Line by line, copy the material below exactly.
• • • • • • •
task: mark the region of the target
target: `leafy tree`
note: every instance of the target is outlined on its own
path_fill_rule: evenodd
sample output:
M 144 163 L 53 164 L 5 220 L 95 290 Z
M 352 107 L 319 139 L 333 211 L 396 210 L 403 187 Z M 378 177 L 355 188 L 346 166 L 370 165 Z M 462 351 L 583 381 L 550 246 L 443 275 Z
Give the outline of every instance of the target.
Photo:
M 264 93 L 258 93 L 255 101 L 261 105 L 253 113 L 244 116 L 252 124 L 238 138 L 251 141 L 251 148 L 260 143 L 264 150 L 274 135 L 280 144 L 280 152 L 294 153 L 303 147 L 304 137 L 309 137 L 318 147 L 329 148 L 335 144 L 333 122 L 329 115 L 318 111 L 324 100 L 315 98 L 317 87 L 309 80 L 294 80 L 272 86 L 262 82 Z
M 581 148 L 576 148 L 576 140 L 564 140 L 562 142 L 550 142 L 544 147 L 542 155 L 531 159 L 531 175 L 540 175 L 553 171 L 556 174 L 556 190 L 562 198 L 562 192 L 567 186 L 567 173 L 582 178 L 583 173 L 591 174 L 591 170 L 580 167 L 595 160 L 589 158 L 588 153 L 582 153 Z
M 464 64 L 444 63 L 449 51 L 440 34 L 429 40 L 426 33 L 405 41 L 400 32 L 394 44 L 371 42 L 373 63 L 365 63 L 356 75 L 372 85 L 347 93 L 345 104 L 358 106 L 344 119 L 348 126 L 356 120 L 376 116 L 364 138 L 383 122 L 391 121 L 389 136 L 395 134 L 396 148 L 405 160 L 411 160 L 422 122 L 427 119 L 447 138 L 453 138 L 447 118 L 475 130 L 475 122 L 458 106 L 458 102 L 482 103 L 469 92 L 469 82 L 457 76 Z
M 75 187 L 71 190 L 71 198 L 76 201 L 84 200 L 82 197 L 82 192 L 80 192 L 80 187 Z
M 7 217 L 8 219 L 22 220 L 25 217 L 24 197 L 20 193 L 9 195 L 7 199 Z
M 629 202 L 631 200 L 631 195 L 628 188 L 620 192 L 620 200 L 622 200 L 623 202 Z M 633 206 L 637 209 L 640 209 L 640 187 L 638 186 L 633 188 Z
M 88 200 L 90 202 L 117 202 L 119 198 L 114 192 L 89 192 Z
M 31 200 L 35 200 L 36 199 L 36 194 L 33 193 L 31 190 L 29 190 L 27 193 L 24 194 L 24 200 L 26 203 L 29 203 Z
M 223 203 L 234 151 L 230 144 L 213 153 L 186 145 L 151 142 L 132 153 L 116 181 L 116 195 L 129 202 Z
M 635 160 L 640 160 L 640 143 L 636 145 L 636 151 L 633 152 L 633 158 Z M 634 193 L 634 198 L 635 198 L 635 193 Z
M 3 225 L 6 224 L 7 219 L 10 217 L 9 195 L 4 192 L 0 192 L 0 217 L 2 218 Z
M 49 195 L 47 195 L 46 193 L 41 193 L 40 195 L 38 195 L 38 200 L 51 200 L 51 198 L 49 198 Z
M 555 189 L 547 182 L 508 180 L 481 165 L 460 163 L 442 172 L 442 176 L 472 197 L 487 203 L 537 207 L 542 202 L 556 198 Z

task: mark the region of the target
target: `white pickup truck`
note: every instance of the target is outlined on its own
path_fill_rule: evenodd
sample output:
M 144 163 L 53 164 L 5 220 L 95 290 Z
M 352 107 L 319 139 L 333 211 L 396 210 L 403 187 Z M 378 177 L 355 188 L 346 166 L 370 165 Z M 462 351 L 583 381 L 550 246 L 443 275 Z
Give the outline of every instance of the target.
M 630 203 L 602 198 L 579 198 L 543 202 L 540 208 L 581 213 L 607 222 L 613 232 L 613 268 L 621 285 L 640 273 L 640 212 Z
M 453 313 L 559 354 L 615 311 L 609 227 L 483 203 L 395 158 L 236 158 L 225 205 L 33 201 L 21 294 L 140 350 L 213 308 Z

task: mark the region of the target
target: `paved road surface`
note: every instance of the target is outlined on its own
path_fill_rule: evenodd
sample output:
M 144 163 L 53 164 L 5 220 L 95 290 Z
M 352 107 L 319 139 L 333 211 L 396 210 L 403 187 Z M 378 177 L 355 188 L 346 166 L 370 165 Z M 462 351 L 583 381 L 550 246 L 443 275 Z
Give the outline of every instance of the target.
• • • • • • •
## Expected answer:
task: mark the region of the target
target: `leafy tree`
note: every instance of the target is outlined on its own
path_fill_rule: evenodd
sample output:
M 144 163 L 53 164 L 5 220 L 95 290 Z
M 352 107 L 319 139 L 333 211 L 396 210 L 403 187 Z M 378 177 L 355 188 L 346 166 L 370 165 Z M 462 351 L 583 381 L 550 246 L 443 275 Z
Give the outline of every instance of the target.
Photo:
M 264 93 L 258 93 L 255 101 L 261 105 L 253 113 L 244 116 L 252 124 L 238 138 L 251 141 L 251 148 L 260 143 L 264 150 L 274 135 L 280 144 L 280 152 L 294 153 L 303 147 L 304 137 L 309 137 L 318 147 L 329 148 L 335 144 L 333 122 L 329 115 L 318 111 L 324 100 L 315 98 L 317 87 L 309 80 L 294 80 L 272 86 L 262 82 Z
M 581 148 L 576 148 L 576 140 L 564 140 L 562 142 L 550 142 L 544 147 L 542 155 L 531 159 L 531 175 L 540 175 L 553 171 L 556 174 L 556 190 L 562 198 L 562 192 L 567 186 L 567 173 L 582 178 L 583 173 L 591 174 L 591 170 L 580 167 L 595 160 L 589 158 L 588 153 L 582 153 Z
M 464 64 L 444 63 L 449 51 L 440 34 L 429 40 L 426 33 L 405 41 L 400 32 L 394 44 L 371 42 L 373 63 L 365 63 L 356 75 L 372 85 L 347 93 L 345 104 L 358 106 L 344 119 L 348 126 L 356 120 L 376 116 L 364 138 L 383 122 L 391 121 L 389 136 L 395 134 L 396 148 L 405 160 L 411 160 L 422 122 L 427 119 L 447 138 L 453 138 L 447 118 L 475 130 L 475 122 L 458 106 L 458 102 L 482 103 L 469 92 L 469 82 L 457 76 Z
M 75 187 L 71 190 L 71 198 L 76 201 L 84 200 L 82 197 L 82 192 L 80 192 L 80 187 Z
M 7 217 L 8 219 L 22 220 L 25 217 L 24 197 L 20 193 L 9 195 L 7 199 Z
M 629 202 L 631 200 L 631 195 L 628 188 L 620 192 L 620 200 L 622 200 L 623 202 Z M 633 206 L 637 209 L 640 209 L 640 187 L 638 186 L 633 188 Z
M 88 200 L 90 202 L 117 202 L 119 198 L 114 192 L 89 192 Z
M 31 200 L 35 200 L 36 199 L 36 194 L 33 193 L 31 190 L 29 190 L 27 193 L 24 194 L 24 200 L 26 203 L 29 203 Z
M 223 203 L 234 151 L 230 144 L 213 153 L 186 145 L 151 142 L 132 153 L 116 181 L 116 195 L 129 202 Z
M 635 160 L 640 160 L 640 143 L 636 145 L 636 151 L 633 152 L 633 158 Z M 634 193 L 634 198 L 635 198 L 635 193 Z
M 3 225 L 6 224 L 7 219 L 10 217 L 9 195 L 4 192 L 0 192 L 0 217 L 2 218 Z
M 49 195 L 47 195 L 46 193 L 41 193 L 40 195 L 38 195 L 38 200 L 51 200 L 51 198 L 49 198 Z
M 555 189 L 547 182 L 508 180 L 481 165 L 460 163 L 442 172 L 442 176 L 472 197 L 487 203 L 537 207 L 542 202 L 556 198 Z

task: mark the region of the target
target: `white pickup truck`
note: every instance of the target is outlined on its own
path_fill_rule: evenodd
sample output:
M 144 163 L 53 164 L 5 220 L 95 290 Z
M 352 107 L 319 139 L 333 211 L 396 210 L 403 187 Z M 378 177 L 355 188 L 346 166 L 370 165 Z M 462 351 L 583 381 L 550 246 L 443 275 Z
Give the outline of every instance of the target.
M 630 203 L 602 198 L 579 198 L 543 202 L 540 208 L 581 213 L 607 222 L 613 232 L 613 268 L 621 285 L 640 273 L 640 212 Z
M 453 313 L 559 354 L 615 311 L 609 227 L 483 203 L 395 158 L 236 158 L 225 205 L 33 201 L 21 294 L 140 350 L 213 308 Z

task: mark the region of the target
target: `paved road surface`
note: every instance of the target is outlined on its own
path_fill_rule: evenodd
sample output:
M 144 163 L 53 164 L 5 220 L 95 290 Z
M 352 107 L 319 139 L 333 211 L 396 210 L 403 187 Z M 378 177 L 355 188 L 346 166 L 370 165 Z M 462 351 L 583 381 L 550 246 L 443 275 Z
Give the outline of every instance of the target.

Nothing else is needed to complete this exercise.